WRITTEN EXERCISE - Pull out every line of the records that contains the string "concrete", and copy each one in full. Case counts.
— start of MATERIALS PROVIDED —
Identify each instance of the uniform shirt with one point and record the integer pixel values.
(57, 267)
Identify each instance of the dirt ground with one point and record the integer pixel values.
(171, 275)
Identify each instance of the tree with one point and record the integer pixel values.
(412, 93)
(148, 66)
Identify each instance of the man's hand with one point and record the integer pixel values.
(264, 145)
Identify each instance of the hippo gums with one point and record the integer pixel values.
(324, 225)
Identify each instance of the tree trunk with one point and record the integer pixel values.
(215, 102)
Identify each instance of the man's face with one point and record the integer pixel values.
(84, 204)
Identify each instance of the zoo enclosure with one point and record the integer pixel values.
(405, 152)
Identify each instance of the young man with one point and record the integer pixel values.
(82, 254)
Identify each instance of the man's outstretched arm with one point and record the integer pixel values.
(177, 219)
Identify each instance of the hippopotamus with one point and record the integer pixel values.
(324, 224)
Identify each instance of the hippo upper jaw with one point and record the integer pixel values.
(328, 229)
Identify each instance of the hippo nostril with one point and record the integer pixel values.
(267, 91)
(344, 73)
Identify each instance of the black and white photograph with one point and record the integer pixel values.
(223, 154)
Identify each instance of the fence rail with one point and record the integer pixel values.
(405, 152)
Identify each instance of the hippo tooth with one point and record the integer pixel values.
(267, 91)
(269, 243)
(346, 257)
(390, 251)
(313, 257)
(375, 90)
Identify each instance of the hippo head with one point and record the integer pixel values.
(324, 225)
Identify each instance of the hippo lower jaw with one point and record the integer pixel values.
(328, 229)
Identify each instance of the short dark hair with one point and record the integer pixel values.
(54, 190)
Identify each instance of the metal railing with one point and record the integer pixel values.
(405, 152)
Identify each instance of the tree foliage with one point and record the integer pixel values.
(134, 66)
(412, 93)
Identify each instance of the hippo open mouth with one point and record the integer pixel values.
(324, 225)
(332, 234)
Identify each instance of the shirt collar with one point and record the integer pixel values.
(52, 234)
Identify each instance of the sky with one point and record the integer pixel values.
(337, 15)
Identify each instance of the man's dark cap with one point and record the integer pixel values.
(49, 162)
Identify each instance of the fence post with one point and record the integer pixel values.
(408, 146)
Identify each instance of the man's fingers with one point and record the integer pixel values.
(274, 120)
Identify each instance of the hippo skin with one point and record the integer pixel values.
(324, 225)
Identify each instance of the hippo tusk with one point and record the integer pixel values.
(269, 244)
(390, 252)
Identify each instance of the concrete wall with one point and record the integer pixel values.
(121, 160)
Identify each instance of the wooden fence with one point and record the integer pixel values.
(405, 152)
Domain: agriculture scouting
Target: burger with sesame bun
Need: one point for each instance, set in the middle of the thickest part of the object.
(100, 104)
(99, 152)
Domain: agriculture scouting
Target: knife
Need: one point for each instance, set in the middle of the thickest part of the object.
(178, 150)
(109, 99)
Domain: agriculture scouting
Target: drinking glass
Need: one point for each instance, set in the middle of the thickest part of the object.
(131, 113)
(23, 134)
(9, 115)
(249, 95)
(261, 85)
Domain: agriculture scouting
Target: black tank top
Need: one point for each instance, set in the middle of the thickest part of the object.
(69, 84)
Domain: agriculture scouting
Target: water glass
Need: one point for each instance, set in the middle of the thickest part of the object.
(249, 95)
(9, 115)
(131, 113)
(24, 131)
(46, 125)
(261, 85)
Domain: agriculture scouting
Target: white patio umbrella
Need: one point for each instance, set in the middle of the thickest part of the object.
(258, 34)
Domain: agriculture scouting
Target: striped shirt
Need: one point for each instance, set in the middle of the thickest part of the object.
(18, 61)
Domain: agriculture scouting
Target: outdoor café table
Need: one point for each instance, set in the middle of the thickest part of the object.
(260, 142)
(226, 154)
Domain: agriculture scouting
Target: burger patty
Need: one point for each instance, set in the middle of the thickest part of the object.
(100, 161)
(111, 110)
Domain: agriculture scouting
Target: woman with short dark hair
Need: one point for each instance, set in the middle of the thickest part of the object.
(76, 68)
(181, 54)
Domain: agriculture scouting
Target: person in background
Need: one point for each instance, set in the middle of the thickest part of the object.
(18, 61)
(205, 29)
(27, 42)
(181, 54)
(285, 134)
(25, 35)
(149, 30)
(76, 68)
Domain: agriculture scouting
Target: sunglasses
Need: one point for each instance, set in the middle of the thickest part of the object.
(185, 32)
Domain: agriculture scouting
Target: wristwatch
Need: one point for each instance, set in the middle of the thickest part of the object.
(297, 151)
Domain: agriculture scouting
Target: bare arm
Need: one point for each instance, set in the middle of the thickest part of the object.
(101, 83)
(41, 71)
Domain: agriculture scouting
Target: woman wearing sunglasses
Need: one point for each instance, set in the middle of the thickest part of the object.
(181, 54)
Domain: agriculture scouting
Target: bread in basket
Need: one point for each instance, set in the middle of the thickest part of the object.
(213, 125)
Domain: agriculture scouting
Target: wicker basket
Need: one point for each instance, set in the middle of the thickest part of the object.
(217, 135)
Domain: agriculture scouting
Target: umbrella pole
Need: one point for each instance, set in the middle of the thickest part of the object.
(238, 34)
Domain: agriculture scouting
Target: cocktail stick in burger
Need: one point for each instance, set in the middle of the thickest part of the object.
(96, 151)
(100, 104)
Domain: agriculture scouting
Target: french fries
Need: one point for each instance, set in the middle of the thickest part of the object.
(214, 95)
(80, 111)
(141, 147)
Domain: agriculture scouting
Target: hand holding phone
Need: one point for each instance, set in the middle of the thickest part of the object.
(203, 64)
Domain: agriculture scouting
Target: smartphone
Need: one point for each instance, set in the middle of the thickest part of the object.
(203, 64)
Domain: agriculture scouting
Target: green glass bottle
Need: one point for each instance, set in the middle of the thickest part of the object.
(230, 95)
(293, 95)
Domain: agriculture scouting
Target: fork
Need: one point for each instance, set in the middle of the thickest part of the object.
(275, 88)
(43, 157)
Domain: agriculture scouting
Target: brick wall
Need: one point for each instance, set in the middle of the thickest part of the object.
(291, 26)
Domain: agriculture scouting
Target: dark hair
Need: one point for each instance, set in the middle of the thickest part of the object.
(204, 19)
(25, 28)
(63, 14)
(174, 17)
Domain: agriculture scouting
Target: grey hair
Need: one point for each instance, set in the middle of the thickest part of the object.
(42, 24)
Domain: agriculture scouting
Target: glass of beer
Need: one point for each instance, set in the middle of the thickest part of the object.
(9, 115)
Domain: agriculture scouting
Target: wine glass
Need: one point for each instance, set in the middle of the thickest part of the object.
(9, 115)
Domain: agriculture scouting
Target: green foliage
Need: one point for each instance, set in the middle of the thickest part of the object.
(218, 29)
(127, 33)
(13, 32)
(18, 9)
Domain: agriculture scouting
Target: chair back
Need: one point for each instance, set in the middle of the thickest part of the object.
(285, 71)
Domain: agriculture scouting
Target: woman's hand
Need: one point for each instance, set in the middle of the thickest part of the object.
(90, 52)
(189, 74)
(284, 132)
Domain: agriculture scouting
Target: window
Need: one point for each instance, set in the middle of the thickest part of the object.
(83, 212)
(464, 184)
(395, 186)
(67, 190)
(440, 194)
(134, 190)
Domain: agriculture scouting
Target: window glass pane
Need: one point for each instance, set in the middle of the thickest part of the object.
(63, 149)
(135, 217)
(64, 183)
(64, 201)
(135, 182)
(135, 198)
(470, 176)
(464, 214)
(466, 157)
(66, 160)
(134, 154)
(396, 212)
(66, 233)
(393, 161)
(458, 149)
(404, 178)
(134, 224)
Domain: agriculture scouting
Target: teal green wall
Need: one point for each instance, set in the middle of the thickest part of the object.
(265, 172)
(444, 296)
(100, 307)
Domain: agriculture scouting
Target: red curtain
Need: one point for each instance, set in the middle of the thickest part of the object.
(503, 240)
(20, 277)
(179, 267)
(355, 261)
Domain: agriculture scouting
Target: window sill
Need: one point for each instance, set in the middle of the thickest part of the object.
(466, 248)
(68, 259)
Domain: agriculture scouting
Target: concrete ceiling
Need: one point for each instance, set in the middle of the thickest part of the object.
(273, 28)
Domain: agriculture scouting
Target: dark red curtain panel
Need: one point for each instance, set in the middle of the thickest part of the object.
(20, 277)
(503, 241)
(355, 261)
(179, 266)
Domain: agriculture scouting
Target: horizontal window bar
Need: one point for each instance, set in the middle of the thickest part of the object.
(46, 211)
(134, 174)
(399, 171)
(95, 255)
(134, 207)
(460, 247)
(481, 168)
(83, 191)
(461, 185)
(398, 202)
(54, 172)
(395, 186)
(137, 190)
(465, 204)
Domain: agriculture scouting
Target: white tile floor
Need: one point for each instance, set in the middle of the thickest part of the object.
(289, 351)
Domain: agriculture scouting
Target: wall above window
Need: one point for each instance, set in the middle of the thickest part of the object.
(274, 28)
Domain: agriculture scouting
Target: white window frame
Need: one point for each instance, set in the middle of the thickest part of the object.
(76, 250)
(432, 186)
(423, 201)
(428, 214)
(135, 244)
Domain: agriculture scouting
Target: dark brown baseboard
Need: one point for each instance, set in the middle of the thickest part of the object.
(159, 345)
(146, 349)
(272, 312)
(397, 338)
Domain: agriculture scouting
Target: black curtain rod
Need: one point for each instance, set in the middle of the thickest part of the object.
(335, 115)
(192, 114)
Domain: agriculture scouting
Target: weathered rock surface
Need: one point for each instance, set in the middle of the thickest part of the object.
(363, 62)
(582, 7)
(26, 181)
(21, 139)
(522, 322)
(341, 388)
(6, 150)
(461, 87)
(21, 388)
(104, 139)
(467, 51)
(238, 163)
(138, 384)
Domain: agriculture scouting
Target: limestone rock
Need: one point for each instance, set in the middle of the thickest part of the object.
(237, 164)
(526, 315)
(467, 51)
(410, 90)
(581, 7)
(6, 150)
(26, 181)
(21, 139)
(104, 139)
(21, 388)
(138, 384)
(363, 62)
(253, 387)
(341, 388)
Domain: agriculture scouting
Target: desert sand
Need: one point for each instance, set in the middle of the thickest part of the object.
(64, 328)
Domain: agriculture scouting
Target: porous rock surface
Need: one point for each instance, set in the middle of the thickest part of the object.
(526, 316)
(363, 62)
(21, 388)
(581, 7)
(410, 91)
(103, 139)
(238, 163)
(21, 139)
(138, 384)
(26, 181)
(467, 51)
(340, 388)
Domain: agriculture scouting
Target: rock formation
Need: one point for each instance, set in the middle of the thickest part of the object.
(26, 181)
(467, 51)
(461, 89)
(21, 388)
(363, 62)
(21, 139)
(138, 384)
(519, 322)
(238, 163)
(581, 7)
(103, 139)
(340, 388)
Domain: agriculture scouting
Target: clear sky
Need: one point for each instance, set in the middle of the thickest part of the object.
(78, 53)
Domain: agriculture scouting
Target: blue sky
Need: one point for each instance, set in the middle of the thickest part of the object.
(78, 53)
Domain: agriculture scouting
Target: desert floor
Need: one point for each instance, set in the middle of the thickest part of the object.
— end of MATERIALS PROVIDED —
THE RESULT -
Identify each instance of the concrete wall with one point and record the integer pixel values.
Target: concrete ceiling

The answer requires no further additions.